_Work request 1_.
Answer these questions from the text on Annemarie Huber-Hotz, marking each answer as its question is marked.
(a) On what date was she elected Federal Chancellor?
(b) In what town was she born?
(c) Who succeeded her as Chancellor, and on what date?
_Work request 2_.
Reproduce verbatim the passage of the text on Annemarie Huber-Hotz starting at "She held the" and ending at "1 January 2008.".

_Document extract_.
Start of Block

Swiss politician (1948–2019)

Annemarie Huber-Hotz (16 August 1948 – 1 August 2019) was a Swiss politician who served as the Federal Chancellor of Switzerland between 2000 and 2007. She was nominated by the FDP for the office, and elected to it on 15 December 1999. In 2011, she became President of the Swiss Red Cross and ex officio vice-president of the IFRC.

== Biography ==
Born in Baar, Zug, Huber-Hotz attended primary and secondary school in Baar, and the Gymnasium of Zug. She then studied sociology, ethnology and political science at the Universities of Bern, Uppsala (Sweden) and at the Graduate Institute of International Studies in Geneva and participated in various professional activities. She undertook advanced studies at ETH in Zürich in spatial planning.

She held the following positions:
- 1976-1977: Studied spatial planning in Zug canton
- 1978-1981: Worked for the General Secretariat of the Swiss Parliament, in the press service
- 1981-1992: Worked for the secretariat of the Swiss Council of States
- 1989-1992: Director of the scientific parliamentary service
- 1992-1999: General Secretary of the Swiss Parliament
- 2000-2007: Federal Chancellor
- 2011- 2019: President, Swiss Red Cross

The Federal Chancellery, with about 180 workers, performs administrative functions relating to the co-ordination of the Swiss Federal government and the work of the Swiss Federal Council. The Chancellor is assisted by Vice-Chancellors and attends meetings of the Federal Council but does not vote. Huber-Hotz did not stand for reelection in December 2007 (after the general election), and was succeeded by Corina Casanova on 1 January 2008.

End of Block

_Extracted data_.
Start of Block

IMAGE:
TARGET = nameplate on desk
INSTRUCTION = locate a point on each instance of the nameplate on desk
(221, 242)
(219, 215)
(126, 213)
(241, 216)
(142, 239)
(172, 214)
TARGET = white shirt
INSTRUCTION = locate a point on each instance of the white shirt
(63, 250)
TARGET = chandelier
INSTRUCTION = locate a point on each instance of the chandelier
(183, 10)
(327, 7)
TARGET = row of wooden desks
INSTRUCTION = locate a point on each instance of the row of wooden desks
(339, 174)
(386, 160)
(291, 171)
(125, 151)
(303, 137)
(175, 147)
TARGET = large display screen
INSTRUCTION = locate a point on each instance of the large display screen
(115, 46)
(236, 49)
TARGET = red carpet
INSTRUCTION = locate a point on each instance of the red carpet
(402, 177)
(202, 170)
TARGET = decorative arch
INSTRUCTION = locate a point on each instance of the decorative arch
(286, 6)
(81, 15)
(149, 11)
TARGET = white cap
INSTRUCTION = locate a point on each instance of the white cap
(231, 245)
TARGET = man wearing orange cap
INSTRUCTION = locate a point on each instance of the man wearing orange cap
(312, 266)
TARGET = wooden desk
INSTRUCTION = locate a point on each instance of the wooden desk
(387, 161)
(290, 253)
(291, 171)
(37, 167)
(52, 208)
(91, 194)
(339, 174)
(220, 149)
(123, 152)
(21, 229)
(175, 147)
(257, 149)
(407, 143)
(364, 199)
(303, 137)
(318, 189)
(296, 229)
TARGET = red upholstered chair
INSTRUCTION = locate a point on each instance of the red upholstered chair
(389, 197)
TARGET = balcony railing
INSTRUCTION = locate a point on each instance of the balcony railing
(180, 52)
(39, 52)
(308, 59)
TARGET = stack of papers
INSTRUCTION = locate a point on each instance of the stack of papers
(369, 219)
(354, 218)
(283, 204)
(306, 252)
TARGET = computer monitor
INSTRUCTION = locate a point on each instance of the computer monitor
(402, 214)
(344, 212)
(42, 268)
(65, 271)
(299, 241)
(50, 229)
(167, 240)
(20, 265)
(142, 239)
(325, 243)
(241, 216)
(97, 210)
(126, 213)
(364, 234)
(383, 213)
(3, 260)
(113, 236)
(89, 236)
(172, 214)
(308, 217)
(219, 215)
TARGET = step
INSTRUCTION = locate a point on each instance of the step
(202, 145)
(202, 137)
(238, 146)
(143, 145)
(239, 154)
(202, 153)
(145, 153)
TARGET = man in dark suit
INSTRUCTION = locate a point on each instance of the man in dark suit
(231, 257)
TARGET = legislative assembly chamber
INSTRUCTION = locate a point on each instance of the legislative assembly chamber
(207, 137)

End of Block

_Written answer 1_.
(a) 15 December 1999
(b) Baar, Zug
(c) Corina Casanova, on 1 January 2008

_Written answer 2_.
She held the following positions:
- 1976-1977: Studied spatial planning in Zug canton
- 1978-1981: Worked for the General Secretariat of the Swiss Parliament, in the press service
- 1981-1992: Worked for the secretariat of the Swiss Council of States
- 1989-1992: Director of the scientific parliamentary service
- 1992-1999: General Secretary of the Swiss Parliament
- 2000-2007: Federal Chancellor
- 2011- 2019: President, Swiss Red Cross

The Federal Chancellery, with about 180 workers, performs administrative functions relating to the co-ordination of the Swiss Federal government and the work of the Swiss Federal Council. The Chancellor is assisted by Vice-Chancellors and attends meetings of the Federal Council but does not vote. Huber-Hotz did not stand for reelection in December 2007 (after the general election), and was succeeded by Corina Casanova on 1 January 2008.